**TEXT**
How Many Countries Are In North America – With Map?

Frequently, the continent of North America is identified primarily by the largest countries within it—the United States, Mexico, and Canada. However, those curious about how many countries are actually in North America will be pleased to know that the number far exceeds three—and you can learn as much by simply looking at a map! But there’s much more interesting information to be learned if we treat this study as more than a simple numbers game. Therefore, we’re going to take a closer look at the various countries within the North American continent.

We won’t be omitting the three big ones, of course. They make up such a considerable amount of North America’s population and landmass that it would be impossible to. However, it’s useful to know how they relate to the various other countries and territories in the continent, and what sorts of relationships they maintain.

If you have a piqued curiosity about the North American continent, we’ve got you covered.

North America—the Continent

The size of North America is respectably large when compared to the rest of Earth’s landmasses, and that holds true in several respects. It’s the third-largest continent in terms of surface area (after Asia and Africa) and has the fourth largest population (after Asia, Africa, and Europe.) Combined with South America, it comprises almost the entirety of all lands in Earth’s Western Hemisphere.

**PROVIDED DATA**

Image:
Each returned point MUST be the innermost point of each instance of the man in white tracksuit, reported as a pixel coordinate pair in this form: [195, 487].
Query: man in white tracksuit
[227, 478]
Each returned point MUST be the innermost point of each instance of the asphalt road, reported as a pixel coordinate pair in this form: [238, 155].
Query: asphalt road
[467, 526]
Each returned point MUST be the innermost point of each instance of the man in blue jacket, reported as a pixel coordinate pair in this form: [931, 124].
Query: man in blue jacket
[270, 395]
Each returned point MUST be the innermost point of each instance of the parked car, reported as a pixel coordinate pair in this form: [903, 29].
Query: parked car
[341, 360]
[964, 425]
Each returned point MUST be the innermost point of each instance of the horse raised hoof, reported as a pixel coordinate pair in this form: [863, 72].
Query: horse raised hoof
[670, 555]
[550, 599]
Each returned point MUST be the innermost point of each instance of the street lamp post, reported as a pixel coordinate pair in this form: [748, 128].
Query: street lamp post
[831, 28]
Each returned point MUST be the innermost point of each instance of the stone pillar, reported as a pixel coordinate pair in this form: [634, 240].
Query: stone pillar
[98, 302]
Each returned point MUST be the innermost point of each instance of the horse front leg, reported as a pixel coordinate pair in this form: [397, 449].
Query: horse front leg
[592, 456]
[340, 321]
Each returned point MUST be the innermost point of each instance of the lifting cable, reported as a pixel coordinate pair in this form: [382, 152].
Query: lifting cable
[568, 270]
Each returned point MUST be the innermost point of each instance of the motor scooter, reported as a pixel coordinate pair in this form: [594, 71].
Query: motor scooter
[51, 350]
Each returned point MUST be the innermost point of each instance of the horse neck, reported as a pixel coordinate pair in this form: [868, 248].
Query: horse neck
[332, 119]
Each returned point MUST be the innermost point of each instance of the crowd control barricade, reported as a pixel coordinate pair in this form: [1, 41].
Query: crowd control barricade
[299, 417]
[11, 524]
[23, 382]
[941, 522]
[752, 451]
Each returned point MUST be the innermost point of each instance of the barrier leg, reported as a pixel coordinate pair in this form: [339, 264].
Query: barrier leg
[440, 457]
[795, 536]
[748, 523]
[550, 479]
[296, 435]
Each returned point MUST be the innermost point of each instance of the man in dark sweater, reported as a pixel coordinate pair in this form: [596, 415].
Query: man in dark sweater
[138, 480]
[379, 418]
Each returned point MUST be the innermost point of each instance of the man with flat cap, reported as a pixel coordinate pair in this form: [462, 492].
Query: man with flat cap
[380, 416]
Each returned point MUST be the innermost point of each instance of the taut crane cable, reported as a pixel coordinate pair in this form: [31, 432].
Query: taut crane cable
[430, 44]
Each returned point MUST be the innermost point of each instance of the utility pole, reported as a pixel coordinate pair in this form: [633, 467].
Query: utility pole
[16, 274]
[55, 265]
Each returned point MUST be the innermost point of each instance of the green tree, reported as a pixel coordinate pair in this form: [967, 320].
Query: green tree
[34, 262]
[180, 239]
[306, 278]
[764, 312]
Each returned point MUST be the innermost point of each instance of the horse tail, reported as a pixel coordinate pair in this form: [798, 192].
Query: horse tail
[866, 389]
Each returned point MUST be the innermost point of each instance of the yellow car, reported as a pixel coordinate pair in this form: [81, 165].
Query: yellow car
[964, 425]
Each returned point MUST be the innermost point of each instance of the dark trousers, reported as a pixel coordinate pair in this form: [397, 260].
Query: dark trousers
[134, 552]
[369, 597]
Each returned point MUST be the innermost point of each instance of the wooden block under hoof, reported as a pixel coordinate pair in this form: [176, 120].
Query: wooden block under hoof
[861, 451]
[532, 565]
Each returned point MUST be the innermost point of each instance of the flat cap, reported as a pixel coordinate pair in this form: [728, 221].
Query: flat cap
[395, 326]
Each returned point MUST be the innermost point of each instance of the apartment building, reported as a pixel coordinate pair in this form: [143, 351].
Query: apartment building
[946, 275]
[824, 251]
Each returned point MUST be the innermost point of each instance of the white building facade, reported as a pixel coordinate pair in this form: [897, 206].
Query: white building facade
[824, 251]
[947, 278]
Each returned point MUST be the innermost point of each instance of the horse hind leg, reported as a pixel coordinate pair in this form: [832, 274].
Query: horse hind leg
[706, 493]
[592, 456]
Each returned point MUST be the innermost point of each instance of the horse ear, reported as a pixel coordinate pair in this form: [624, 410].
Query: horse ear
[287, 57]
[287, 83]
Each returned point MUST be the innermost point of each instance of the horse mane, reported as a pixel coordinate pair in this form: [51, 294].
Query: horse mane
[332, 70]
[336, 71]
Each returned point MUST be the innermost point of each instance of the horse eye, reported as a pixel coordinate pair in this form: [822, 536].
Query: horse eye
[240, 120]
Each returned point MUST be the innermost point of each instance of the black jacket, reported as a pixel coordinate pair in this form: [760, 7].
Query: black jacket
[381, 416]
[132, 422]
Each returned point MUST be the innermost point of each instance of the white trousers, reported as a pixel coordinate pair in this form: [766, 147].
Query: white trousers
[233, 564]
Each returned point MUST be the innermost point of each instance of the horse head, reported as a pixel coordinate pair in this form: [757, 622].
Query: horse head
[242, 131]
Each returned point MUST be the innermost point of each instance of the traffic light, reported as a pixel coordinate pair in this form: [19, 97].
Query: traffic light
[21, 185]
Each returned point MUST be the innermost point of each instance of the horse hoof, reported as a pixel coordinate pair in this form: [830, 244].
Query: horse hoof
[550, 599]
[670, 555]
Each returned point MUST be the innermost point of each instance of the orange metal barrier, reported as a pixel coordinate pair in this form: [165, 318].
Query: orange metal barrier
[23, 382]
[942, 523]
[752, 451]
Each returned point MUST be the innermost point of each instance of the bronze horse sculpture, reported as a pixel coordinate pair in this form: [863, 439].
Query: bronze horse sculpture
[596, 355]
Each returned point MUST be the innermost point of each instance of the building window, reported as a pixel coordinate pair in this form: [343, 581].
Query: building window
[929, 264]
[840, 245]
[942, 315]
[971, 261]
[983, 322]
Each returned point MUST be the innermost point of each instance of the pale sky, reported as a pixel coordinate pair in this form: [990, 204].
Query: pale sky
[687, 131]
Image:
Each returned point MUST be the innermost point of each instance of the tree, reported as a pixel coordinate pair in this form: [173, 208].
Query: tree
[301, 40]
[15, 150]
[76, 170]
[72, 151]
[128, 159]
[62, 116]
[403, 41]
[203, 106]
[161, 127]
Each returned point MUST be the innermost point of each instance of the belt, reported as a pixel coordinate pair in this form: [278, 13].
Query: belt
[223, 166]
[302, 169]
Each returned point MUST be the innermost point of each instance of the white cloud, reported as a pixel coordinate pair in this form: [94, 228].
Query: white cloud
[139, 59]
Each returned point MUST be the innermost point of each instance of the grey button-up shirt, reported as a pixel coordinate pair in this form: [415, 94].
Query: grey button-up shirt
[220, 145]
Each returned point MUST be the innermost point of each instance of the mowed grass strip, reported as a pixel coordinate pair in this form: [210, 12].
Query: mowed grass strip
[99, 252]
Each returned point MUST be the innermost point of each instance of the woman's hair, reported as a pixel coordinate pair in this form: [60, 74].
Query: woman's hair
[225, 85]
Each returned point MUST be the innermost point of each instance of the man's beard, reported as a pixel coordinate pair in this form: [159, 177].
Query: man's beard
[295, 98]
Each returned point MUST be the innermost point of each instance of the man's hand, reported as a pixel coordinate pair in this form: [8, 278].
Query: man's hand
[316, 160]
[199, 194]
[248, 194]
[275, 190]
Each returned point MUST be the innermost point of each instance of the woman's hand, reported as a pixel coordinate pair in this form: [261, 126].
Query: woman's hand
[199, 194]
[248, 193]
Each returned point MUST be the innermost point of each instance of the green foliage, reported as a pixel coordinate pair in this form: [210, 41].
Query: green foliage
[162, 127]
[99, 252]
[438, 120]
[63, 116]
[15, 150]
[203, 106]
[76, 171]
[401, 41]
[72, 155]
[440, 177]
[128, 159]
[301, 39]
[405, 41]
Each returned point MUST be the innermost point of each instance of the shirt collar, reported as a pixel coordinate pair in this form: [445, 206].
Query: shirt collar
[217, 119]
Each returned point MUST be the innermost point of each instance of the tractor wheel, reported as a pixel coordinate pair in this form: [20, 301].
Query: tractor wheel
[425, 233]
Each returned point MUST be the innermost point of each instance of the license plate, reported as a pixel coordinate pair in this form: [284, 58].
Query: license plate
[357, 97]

**WRITTEN REQUEST 1**
Echo the North America article word for word, starting at "If you have" and ending at "Earth’s Western Hemisphere.".
**WRITTEN REQUEST 2**
Translate this sentence from the North America article into Spanish: "We won’t be omitting the three big ones, of course."

**COMPLETE RESPONSE 1**
If you have a piqued curiosity about the North American continent, we’ve got you covered.

North America—the Continent

The size of North America is respectably large when compared to the rest of Earth’s landmasses, and that holds true in several respects. It’s the third-largest continent in terms of surface area (after Asia and Africa) and has the fourth largest population (after Asia, Africa, and Europe.) Combined with South America, it comprises almost the entirety of all lands in Earth’s Western Hemisphere.

**COMPLETE RESPONSE 2**
Por supuesto, no vamos a omitir a los tres grandes.